Assigned task:
Go through the records and filter out every line lacking the word "double"; copy the lines that remain.

Given records: Begin

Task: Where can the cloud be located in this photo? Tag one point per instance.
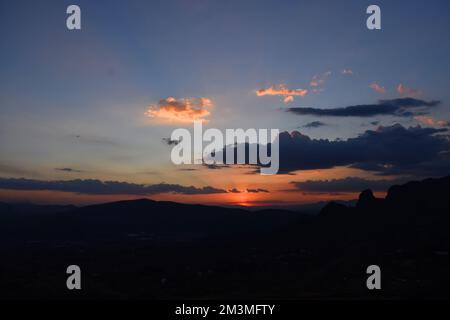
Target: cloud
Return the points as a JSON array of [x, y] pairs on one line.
[[97, 187], [314, 124], [406, 91], [393, 150], [180, 110], [349, 184], [68, 170], [170, 142], [429, 121], [378, 88], [347, 72], [381, 150], [258, 190], [319, 79], [95, 140], [287, 94], [396, 107]]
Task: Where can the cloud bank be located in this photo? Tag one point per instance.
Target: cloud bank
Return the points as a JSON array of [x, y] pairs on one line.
[[401, 107], [180, 110], [97, 187]]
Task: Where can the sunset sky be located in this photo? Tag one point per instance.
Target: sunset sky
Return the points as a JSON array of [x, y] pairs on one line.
[[85, 115]]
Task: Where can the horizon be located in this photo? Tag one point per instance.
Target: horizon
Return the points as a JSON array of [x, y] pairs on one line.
[[87, 115]]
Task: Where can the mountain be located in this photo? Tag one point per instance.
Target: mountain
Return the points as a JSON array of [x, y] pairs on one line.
[[144, 249]]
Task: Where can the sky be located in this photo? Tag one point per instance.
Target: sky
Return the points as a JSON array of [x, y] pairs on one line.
[[85, 115]]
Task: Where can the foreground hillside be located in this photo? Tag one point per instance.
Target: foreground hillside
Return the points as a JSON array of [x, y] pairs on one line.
[[146, 249]]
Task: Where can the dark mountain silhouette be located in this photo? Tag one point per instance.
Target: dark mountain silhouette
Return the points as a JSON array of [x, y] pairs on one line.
[[147, 249]]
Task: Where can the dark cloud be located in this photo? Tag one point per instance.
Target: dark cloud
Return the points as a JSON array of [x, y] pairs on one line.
[[314, 124], [68, 170], [349, 184], [392, 147], [257, 190], [98, 187], [386, 150], [215, 166], [397, 107]]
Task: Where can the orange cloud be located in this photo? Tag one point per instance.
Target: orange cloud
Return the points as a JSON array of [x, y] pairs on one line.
[[429, 121], [180, 110], [347, 72], [319, 79], [283, 91], [406, 91], [375, 86]]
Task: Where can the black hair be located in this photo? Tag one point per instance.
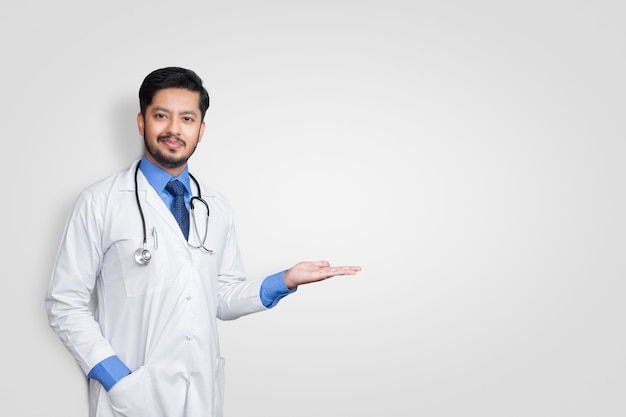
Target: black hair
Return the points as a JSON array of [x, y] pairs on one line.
[[172, 77]]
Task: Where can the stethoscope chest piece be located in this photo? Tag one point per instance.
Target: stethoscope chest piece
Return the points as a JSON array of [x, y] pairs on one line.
[[143, 256]]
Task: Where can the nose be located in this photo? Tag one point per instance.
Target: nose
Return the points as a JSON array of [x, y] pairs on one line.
[[173, 127]]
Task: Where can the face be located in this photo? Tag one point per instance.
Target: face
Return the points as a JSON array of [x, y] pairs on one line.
[[171, 128]]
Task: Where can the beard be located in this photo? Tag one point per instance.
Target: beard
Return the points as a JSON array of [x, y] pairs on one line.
[[165, 159]]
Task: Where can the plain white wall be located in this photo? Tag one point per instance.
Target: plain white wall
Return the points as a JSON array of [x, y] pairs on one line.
[[468, 155]]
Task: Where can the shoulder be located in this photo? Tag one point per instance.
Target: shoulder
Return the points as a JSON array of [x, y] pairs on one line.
[[103, 189]]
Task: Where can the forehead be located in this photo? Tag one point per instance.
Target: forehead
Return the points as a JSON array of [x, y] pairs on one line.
[[176, 99]]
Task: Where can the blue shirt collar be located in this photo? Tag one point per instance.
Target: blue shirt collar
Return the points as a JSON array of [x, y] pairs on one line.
[[158, 178]]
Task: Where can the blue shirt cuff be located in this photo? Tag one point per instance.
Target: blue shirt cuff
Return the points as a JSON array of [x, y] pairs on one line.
[[273, 289], [109, 372]]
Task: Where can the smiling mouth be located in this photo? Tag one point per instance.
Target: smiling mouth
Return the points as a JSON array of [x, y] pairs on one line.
[[172, 141]]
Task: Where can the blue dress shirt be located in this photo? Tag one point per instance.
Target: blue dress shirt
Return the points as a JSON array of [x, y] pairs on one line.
[[273, 289]]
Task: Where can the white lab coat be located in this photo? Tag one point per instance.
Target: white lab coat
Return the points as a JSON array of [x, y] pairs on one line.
[[160, 319]]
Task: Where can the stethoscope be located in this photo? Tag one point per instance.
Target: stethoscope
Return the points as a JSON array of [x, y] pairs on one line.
[[143, 254]]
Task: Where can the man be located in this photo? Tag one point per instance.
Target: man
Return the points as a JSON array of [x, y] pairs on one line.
[[149, 346]]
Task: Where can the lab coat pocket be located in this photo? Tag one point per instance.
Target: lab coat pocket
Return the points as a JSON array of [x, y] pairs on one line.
[[133, 396], [218, 388]]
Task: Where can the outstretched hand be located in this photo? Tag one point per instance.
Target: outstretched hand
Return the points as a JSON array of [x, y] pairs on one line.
[[307, 272]]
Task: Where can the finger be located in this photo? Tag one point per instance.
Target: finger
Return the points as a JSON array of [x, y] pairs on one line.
[[322, 264]]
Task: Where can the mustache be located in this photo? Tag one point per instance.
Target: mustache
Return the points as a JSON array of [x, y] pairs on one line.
[[169, 137]]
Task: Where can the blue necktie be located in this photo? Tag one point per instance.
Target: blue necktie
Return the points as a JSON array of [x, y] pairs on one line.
[[177, 190]]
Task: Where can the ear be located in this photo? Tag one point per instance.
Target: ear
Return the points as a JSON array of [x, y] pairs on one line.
[[201, 133], [140, 124]]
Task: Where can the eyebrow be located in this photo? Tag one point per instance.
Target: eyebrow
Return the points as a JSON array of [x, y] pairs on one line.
[[163, 109]]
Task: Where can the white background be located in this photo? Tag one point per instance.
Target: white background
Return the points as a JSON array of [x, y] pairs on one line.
[[468, 155]]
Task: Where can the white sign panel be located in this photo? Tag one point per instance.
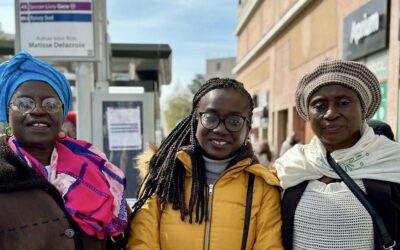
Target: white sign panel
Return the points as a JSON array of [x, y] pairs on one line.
[[57, 28], [124, 130]]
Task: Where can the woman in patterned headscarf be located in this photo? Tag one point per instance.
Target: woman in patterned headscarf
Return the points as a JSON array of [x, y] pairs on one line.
[[56, 192], [319, 211]]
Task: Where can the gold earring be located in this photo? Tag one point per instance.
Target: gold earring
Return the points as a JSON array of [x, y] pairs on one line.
[[8, 132]]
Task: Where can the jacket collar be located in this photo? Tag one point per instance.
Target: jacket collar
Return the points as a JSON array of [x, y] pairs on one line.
[[244, 161]]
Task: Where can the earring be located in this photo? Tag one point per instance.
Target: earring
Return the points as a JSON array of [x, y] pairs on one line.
[[8, 131], [62, 135], [247, 141]]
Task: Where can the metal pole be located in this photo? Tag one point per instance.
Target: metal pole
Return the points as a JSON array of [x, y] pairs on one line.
[[85, 86]]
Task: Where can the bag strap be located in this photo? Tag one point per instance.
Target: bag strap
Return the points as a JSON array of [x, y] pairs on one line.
[[388, 242], [249, 202]]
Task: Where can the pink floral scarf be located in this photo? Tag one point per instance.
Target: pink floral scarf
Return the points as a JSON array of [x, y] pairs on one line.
[[92, 187]]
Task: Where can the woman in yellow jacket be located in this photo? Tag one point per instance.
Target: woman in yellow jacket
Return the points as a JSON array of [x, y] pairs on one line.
[[199, 184]]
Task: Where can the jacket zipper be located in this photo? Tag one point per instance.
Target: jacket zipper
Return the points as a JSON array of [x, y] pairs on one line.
[[207, 232], [208, 221]]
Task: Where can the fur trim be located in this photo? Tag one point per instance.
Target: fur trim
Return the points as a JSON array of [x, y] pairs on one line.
[[16, 175], [143, 161]]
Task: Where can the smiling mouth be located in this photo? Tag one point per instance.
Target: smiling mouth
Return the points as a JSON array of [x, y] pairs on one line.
[[332, 128], [38, 125], [219, 142]]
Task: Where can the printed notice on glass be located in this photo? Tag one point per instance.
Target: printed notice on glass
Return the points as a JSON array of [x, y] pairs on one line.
[[57, 28], [124, 129]]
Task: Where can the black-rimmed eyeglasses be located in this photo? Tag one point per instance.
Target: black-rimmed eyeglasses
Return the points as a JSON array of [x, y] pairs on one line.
[[233, 123], [26, 105]]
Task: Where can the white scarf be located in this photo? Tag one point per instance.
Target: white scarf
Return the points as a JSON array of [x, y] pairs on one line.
[[372, 157]]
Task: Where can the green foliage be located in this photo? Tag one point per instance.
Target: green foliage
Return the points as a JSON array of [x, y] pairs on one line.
[[178, 108], [196, 83]]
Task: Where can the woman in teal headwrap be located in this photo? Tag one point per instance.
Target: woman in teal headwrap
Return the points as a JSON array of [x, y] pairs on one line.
[[55, 192]]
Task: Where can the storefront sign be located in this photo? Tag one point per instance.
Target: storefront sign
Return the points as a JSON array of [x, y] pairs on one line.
[[365, 30], [57, 29]]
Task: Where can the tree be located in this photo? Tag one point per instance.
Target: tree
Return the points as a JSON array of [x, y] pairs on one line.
[[197, 81], [178, 107]]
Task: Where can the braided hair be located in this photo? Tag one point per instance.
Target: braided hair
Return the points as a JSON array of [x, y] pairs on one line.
[[166, 176]]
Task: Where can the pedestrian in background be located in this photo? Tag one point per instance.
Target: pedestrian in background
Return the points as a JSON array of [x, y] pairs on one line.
[[205, 188], [55, 192], [325, 205]]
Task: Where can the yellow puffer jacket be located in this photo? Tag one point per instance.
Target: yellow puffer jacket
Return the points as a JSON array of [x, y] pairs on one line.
[[153, 228]]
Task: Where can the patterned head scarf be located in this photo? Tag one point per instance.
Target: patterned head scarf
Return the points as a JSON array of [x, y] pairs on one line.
[[23, 67], [349, 74]]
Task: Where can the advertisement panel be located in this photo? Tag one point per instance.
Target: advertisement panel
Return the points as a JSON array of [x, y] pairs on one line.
[[57, 29]]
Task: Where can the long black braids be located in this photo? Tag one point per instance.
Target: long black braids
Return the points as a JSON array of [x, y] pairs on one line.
[[166, 176]]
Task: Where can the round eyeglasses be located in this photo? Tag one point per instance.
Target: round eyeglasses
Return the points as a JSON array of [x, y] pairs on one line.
[[233, 123], [26, 105]]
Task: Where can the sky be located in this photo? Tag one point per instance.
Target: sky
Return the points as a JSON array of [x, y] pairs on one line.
[[196, 30]]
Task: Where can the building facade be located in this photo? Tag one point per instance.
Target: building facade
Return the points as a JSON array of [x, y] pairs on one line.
[[281, 40]]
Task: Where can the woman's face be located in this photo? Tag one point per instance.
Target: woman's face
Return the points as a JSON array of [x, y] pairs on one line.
[[220, 143], [336, 116], [38, 127]]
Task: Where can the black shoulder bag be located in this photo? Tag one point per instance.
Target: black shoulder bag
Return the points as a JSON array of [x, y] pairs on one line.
[[386, 239], [249, 202]]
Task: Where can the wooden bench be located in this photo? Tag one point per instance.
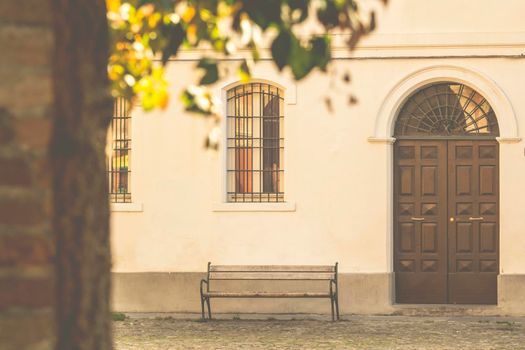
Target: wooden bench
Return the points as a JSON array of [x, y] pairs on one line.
[[270, 273]]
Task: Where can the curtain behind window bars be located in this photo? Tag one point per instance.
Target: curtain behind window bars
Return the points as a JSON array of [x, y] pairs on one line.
[[119, 163], [255, 144]]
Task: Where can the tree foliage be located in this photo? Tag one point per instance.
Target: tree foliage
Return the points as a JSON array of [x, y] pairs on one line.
[[147, 33]]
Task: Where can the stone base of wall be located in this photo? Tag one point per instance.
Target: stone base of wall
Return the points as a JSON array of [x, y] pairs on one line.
[[367, 294], [179, 292]]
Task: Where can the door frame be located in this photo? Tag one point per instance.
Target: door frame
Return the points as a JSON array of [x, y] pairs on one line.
[[391, 144]]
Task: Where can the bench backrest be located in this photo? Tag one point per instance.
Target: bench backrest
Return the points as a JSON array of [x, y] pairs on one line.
[[272, 272]]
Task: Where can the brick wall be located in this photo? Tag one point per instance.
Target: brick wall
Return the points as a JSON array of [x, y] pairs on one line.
[[26, 240]]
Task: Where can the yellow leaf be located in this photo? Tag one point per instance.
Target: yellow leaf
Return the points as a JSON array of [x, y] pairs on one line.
[[188, 14]]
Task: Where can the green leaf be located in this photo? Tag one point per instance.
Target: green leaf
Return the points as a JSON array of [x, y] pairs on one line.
[[244, 71], [211, 71], [263, 15], [300, 60], [281, 48], [175, 36], [321, 51], [328, 15]]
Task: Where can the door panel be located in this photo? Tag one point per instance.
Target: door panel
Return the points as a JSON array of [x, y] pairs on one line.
[[473, 226], [420, 234], [446, 232]]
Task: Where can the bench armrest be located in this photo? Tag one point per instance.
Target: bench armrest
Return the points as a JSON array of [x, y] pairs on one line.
[[207, 286], [333, 287]]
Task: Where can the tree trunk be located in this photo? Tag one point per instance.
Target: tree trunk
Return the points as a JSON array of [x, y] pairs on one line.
[[83, 110]]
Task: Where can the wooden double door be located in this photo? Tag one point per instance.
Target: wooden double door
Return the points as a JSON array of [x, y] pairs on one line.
[[446, 229]]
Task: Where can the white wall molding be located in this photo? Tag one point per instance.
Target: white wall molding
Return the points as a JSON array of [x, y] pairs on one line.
[[127, 207]]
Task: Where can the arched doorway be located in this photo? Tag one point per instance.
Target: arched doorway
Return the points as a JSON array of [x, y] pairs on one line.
[[446, 197]]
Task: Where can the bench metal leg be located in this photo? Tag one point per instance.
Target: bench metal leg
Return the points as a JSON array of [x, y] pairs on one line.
[[332, 307], [337, 305], [202, 308], [209, 308]]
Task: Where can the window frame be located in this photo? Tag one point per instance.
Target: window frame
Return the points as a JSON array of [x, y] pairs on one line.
[[221, 204], [133, 205]]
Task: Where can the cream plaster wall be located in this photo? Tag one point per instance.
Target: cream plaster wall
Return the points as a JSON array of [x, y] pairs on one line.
[[339, 181]]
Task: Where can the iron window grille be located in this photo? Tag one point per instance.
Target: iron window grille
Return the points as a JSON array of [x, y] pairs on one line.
[[255, 143], [446, 110], [119, 171]]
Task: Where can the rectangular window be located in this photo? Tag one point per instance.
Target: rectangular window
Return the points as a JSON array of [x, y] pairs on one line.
[[255, 143], [119, 140]]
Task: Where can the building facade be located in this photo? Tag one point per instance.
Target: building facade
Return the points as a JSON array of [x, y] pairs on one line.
[[410, 175]]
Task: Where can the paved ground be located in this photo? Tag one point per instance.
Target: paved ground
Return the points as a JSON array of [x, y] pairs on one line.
[[357, 332]]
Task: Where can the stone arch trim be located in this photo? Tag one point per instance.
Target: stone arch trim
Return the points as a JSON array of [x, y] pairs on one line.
[[394, 100]]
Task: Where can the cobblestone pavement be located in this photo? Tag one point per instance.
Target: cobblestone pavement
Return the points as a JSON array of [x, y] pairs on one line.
[[357, 332]]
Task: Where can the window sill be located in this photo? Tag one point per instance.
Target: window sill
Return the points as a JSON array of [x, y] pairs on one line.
[[126, 207], [253, 207]]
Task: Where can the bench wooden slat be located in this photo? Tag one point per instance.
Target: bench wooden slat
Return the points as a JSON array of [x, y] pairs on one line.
[[272, 276], [272, 268], [267, 294]]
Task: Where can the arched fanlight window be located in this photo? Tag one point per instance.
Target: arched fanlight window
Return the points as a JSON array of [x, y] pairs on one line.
[[446, 110], [255, 143]]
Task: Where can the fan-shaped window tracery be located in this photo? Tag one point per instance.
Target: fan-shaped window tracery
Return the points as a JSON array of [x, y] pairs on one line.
[[446, 110]]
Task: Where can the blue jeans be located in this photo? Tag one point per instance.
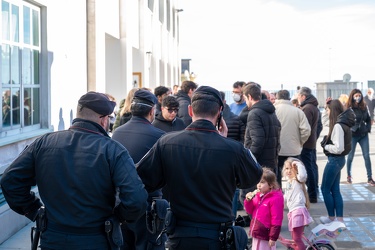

Given records: End

Result of the task:
Task: Where can the wooden double door be located in this photo? Tag one point per instance.
Target: wooden double door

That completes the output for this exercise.